··· TEXTE FOURNI
Oui. J’ai toujours pensé que je vivrai en couple un jour, et que j’aurais des enfants. Mais contrairement à la plupart de mes amies qui découpaient des robes de mariages dans des magazines, je ne m’imaginais pas épouser un homme un jour. Je ne veux pas faire de déclaration politique à ce sujet, mais il se trouve que j’ai récemment adopté la nationalité américaine, et que cela m’a amené à penser que j’avais envie de vivre dans un pays où on ne retire pas certains privilèges aux gens sous le prétexte qu’ils n’ont pas la « bonne » sexualité. Personnellement, je ne pense pas que je me marierai un jour, mais je pense qu’il serait naturel que tout le monde puisse avoir ce droit, et puisse s’unir dans une église, en invitant ses amis et sa famille, et ce dans n’importe quel état d’Amérique.

En participant au film de Paul Haggis Dans la vallée d’Eliah, faisiez-vous une déclaration politique ?

Vous savez, je n’ai jamais caché mes sentiments au sujet de la guerre en Irak, ni ce que je pense de l’administration Bush en général. Quand j’ai rencontré Paul, je n’aurais jamais imaginé qu’il puisse m’envoyer ce genre de script et me proposer un rôle dans un tel projet. Ce film a été conçu au moment où on commençait seulement à parler du syndrôme de stress post-traumatique qui touche les soldats qui reviennent d’Irak. Ce que j’aime dans ce film, c’est qu’il ne se contente pas de traiter simplement de la guerre et de ses conséquences, mais qu’il nous parle de la condition humaine dans son ensemble. La guerre n’était qu’une des circonstances de l’histoire, elle permettait de montrer comment les gens réagissent quand ils sont plongés dans des situations horribles, quand ils se retrouvent au mauvais endroit et au mauvais moment.

Vous êtes impliquée dans plusieurs organisations caritatives qui interviennent en Afrique du Sud. Pourriez-vous nous en parler ?

C’est une expérience qui m’a beaucoup apporté à un niveau humain, mais qui est aussi assez impressionnante, car elle vous force à voir tout ce qui reste à accomplir pour améliorer le sort de dizaines de millions de gens. Il y a tant de choses à faire…La tâche est immense. Quelquefois, vous êtes assailli par le doute. Vous vous dites que quoi que vous fassiez, ce ne sera jamais suffisant. Mais vous reprenez courage quand vous constatez les conséquences concrètes de vos actions. Il suffit que vous voyez un visage souriant, une personne dont la vie a changé pour de bon, pour que vous sachiez que tout ce que vous avez entrepris en valait la peine. Je m’implique à fond dans ces actions et je peux vous dire que j’ai vu de mes yeux les preuves de leur efficacité. Je le fais avec d’autant plus d’enthousiasme que nous obtenons des résultats , et que nous faisons vraiment changer les choses. L’Afrique du Sud va bientôt entrer dans une période d’élection, et nous allons en profiter pour demander aux candidats que nos actions dans le milieu médical et hospitalier soient désormais intégrées aux débouchés professionnels des professions médicales. Il y a tellement de gens pauvres dans ce pays, et tellement de gens touchés par le Sida que c’est devenu une priorité.
······
CONSIGNE> Recopiez sans rien modifier le passage de l'entretien qui commence par « Oui. J’ai toujours » et se termine par « déclaration politique ? ».
··· EXTRAIT DES DONNÉES
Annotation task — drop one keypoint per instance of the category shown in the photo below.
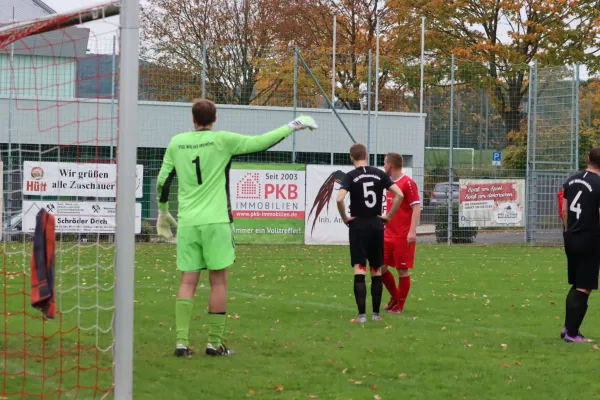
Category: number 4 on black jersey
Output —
(582, 194)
······
CORRIGÉ>
Oui. J’ai toujours pensé que je vivrai en couple un jour, et que j’aurais des enfants. Mais contrairement à la plupart de mes amies qui découpaient des robes de mariages dans des magazines, je ne m’imaginais pas épouser un homme un jour. Je ne veux pas faire de déclaration politique à ce sujet, mais il se trouve que j’ai récemment adopté la nationalité américaine, et que cela m’a amené à penser que j’avais envie de vivre dans un pays où on ne retire pas certains privilèges aux gens sous le prétexte qu’ils n’ont pas la « bonne » sexualité. Personnellement, je ne pense pas que je me marierai un jour, mais je pense qu’il serait naturel que tout le monde puisse avoir ce droit, et puisse s’unir dans une église, en invitant ses amis et sa famille, et ce dans n’importe quel état d’Amérique.

En participant au film de Paul Haggis Dans la vallée d’Eliah, faisiez-vous une déclaration politique ?